Work to do:
Answer these from the passage on Nicodemus:
(a) At what time does Nicodemus come to Jesus?
(b) What did the sign the speaker once saw in a church say?
(c) According to the passage, who makes the move?

Selected excerpt:

No wonder this respectable, educated religious leader was confused when Jesus said that now he had to be born anew, a process of spiritual change that would be as shocking as birth itself. Its almost that he doesn´t want to understand and so interprets Jesus´s words literally. He comes to Jesus at night, comes to the light in darkness. He is a seeker and in many ways I feel he is a good patron of us all because we need to be a church of seekers, people who ask questions, people who are willing to listen and change. I remember seeing a sign in a church once that said it took God a week to make the earth, sky and sea but he´s still working on me. Many of us are like Nicodemus, uncertain what this Jesus stuff is really about, afraid to leave our old familiar ways, unsure if we want to get too involved in the church, struggling to cope with sickness and unemployment, family conflicts, low self-esteem, illness and deaths, and to hold on to a faith or find a faith that will keep us going. What is so difficult is to believe what Jesus was trying to get through to Nicodemus, that it is God who makes the move, who holds us, who stays with us, who is travelling all this alongside us and that seeing this brings a birth into your life, an eternal freshness, life itself not the breathing hanging aroundness that we often refer to when we uset hat word, but life, full and free, if only we can believe it and change our lives around it.

Excerpted data:
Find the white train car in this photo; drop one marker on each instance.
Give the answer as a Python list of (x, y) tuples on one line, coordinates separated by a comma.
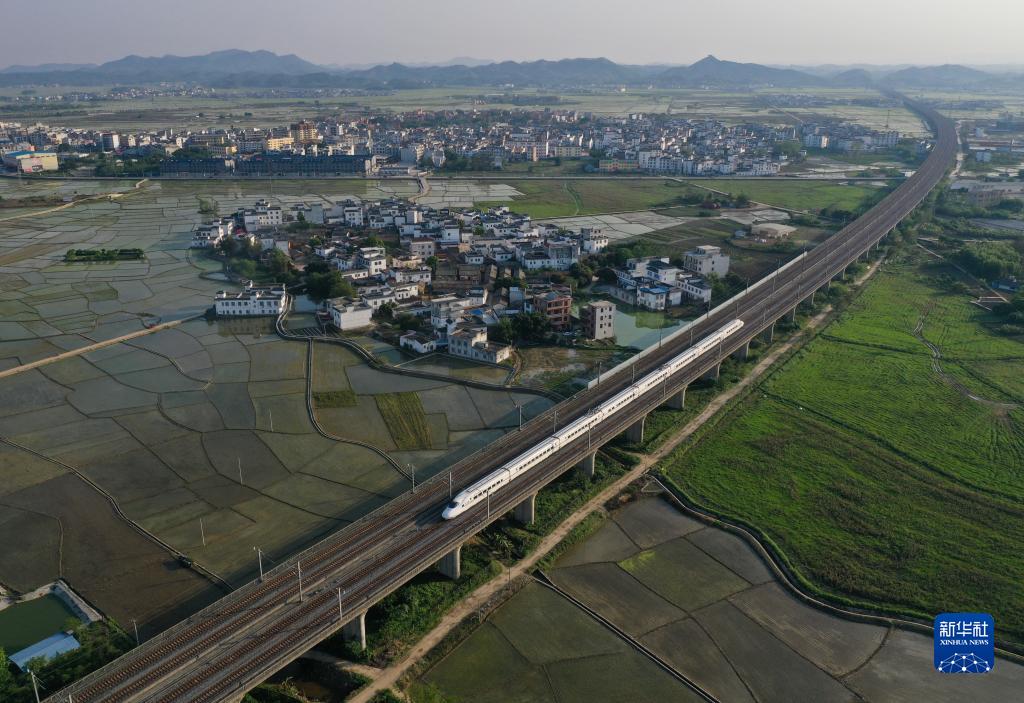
[(479, 491)]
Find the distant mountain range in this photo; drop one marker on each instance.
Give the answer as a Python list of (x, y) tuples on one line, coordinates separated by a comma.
[(236, 68)]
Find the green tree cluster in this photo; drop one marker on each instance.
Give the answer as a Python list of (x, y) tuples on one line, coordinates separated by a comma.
[(989, 260)]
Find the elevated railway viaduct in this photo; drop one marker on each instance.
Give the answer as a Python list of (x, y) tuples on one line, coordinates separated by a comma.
[(231, 646)]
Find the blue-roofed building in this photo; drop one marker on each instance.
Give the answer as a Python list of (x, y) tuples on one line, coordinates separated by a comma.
[(31, 162), (50, 647)]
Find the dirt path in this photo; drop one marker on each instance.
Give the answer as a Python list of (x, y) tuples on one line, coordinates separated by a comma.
[(389, 676), (92, 347), (919, 332)]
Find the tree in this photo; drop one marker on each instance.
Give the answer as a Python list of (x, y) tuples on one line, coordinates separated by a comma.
[(228, 246), (504, 332), (245, 268), (279, 265), (317, 267), (325, 286), (385, 311), (532, 326)]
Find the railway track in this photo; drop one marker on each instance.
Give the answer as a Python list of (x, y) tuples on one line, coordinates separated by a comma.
[(227, 647)]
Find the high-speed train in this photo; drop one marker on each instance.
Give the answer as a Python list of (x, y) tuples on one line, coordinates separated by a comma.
[(526, 460)]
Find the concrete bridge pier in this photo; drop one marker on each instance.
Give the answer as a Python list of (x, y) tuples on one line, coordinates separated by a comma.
[(713, 372), (677, 401), (451, 564), (355, 630), (525, 512), (634, 433), (586, 465)]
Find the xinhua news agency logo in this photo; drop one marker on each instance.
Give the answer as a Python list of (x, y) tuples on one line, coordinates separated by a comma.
[(965, 643)]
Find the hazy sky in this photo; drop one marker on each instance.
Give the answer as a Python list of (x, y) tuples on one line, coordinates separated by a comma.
[(626, 31)]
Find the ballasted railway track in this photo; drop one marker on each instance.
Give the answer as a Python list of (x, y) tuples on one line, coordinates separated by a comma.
[(246, 632)]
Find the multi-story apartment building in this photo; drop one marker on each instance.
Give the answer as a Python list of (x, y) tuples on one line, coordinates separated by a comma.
[(706, 260), (598, 319)]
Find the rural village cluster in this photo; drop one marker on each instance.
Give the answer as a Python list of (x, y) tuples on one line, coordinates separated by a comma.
[(404, 143), (459, 256)]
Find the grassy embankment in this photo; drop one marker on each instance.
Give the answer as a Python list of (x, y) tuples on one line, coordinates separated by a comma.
[(869, 467), (570, 196)]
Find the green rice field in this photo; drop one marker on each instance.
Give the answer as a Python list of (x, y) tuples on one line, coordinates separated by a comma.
[(846, 455), (700, 600)]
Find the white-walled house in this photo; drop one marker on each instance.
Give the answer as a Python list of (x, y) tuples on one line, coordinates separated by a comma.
[(252, 300), (349, 314)]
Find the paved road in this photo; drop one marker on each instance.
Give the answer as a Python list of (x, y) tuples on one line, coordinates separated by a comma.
[(229, 647)]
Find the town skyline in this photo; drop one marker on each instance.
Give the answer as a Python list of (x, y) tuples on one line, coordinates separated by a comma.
[(879, 34)]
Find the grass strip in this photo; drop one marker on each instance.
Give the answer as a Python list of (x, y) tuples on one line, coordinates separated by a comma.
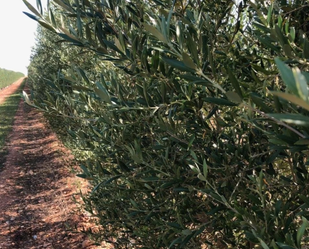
[(7, 113)]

Result for this task:
(a) At night.
(b) That it took God a week to make the earth, sky and sea, but he's still working on me.
(c) God.